▶ _Part of a data file_

----------

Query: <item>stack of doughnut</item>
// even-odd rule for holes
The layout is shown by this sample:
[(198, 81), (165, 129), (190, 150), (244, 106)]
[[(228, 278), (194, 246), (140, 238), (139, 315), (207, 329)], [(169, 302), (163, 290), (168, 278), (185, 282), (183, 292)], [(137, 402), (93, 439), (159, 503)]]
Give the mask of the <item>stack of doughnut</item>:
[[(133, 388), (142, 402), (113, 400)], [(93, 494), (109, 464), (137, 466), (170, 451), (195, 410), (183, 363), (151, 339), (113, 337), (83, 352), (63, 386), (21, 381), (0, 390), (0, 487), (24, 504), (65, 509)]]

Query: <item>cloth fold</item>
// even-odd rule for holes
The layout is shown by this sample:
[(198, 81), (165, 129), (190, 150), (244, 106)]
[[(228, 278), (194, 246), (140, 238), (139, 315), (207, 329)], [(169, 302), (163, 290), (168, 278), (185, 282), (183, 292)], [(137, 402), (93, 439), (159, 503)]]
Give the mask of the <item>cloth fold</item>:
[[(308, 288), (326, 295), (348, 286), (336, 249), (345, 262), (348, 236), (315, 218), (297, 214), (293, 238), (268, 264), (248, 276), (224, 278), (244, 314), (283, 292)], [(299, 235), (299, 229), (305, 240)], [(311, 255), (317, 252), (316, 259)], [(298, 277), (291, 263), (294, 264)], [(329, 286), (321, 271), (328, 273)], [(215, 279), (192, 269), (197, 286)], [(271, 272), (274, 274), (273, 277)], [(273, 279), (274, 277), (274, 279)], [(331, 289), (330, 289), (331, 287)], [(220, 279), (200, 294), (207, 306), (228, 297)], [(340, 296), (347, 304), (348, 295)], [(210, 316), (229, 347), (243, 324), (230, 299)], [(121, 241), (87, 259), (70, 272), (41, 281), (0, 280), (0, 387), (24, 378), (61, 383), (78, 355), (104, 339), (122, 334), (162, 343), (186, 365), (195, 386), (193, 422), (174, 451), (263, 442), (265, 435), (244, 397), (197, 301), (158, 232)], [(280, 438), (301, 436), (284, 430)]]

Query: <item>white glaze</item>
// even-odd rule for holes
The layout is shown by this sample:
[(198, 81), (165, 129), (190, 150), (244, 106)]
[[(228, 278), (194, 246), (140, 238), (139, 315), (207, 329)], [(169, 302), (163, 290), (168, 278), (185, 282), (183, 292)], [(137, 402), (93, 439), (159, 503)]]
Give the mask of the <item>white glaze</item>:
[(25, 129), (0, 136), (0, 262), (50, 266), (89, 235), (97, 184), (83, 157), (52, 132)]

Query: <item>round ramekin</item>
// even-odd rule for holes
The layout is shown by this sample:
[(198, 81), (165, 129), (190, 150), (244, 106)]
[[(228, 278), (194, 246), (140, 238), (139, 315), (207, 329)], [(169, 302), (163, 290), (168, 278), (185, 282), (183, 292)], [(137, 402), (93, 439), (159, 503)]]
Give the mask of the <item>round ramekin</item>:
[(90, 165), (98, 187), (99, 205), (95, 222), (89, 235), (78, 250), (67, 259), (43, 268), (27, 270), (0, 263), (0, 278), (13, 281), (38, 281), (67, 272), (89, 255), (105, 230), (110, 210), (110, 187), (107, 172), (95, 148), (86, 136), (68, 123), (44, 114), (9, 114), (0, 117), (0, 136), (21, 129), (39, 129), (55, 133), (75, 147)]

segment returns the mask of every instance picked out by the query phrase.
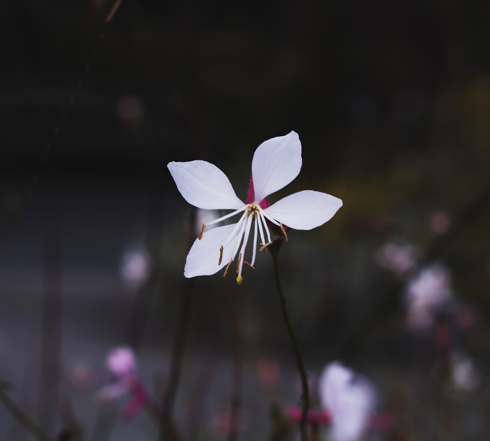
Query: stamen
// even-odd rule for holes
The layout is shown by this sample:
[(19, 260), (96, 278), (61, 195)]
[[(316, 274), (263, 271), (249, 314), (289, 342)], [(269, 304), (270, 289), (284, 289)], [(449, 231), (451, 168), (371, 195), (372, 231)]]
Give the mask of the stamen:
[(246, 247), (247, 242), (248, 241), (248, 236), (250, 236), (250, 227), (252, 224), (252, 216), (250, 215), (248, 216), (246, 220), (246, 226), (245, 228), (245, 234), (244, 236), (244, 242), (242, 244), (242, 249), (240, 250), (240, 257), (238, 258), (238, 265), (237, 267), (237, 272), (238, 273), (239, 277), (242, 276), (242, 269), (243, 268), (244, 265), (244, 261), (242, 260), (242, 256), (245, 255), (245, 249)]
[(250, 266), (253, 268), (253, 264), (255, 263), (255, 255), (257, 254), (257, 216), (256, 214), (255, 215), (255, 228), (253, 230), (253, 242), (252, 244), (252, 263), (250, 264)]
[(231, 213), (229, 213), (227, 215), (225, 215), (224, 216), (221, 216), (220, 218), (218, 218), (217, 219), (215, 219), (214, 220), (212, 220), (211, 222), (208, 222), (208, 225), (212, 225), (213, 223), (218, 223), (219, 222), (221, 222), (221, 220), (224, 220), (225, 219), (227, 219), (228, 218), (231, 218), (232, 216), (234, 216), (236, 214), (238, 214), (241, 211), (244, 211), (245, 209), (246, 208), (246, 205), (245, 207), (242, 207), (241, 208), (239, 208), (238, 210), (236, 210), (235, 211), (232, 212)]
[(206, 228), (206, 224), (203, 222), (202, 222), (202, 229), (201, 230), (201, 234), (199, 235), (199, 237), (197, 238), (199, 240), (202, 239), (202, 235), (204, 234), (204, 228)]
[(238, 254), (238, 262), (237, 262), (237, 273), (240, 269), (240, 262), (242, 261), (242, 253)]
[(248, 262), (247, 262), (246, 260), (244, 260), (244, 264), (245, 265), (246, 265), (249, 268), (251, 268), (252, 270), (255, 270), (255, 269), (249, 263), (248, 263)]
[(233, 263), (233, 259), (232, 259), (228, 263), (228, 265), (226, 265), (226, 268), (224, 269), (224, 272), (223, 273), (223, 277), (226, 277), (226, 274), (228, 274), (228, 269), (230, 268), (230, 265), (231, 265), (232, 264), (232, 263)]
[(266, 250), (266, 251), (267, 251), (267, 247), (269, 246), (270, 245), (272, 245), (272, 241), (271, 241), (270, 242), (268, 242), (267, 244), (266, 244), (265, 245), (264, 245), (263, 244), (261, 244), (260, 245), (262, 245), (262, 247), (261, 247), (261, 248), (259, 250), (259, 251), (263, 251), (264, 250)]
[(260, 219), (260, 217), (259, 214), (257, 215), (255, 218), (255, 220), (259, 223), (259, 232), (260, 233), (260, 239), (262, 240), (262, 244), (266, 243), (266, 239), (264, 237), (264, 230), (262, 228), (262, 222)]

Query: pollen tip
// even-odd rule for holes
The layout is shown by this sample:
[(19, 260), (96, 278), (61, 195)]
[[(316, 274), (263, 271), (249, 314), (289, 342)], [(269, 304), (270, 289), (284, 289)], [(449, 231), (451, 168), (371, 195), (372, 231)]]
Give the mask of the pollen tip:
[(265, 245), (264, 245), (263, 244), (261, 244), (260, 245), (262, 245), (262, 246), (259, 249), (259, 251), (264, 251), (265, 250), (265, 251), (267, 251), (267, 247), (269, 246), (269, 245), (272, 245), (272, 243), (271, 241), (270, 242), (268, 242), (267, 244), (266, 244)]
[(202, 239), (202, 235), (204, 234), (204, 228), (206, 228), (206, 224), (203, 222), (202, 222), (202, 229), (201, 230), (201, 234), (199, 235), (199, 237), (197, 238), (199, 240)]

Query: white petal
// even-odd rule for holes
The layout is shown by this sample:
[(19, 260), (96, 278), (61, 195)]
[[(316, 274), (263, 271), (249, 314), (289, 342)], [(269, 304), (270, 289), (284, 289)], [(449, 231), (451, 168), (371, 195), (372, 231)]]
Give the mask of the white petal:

----------

▶ _Your instructions_
Return the lines verbatim, beginning with the line that contains "Query: <item>round ramekin</item>" and continuing through the line that contains "133), (75, 147)]".

▶ _Solution to this task_
Query: <item>round ramekin</item>
// even-odd rule for holes
The layout is shown by this sample:
[(198, 81), (165, 129), (190, 150), (244, 106)]
[[(228, 278), (194, 246), (140, 238), (139, 315), (207, 329)], [(169, 302), (163, 290), (168, 278), (185, 282), (183, 292)], [(137, 402), (93, 439), (159, 503)]]
Give the mask of the <item>round ramekin</item>:
[(90, 165), (98, 187), (99, 205), (95, 222), (89, 235), (78, 250), (67, 259), (43, 268), (27, 270), (0, 263), (0, 278), (13, 281), (38, 281), (67, 272), (89, 255), (105, 230), (110, 210), (110, 187), (107, 172), (95, 148), (86, 136), (68, 123), (44, 114), (9, 114), (0, 117), (0, 136), (21, 129), (39, 129), (55, 133), (75, 147)]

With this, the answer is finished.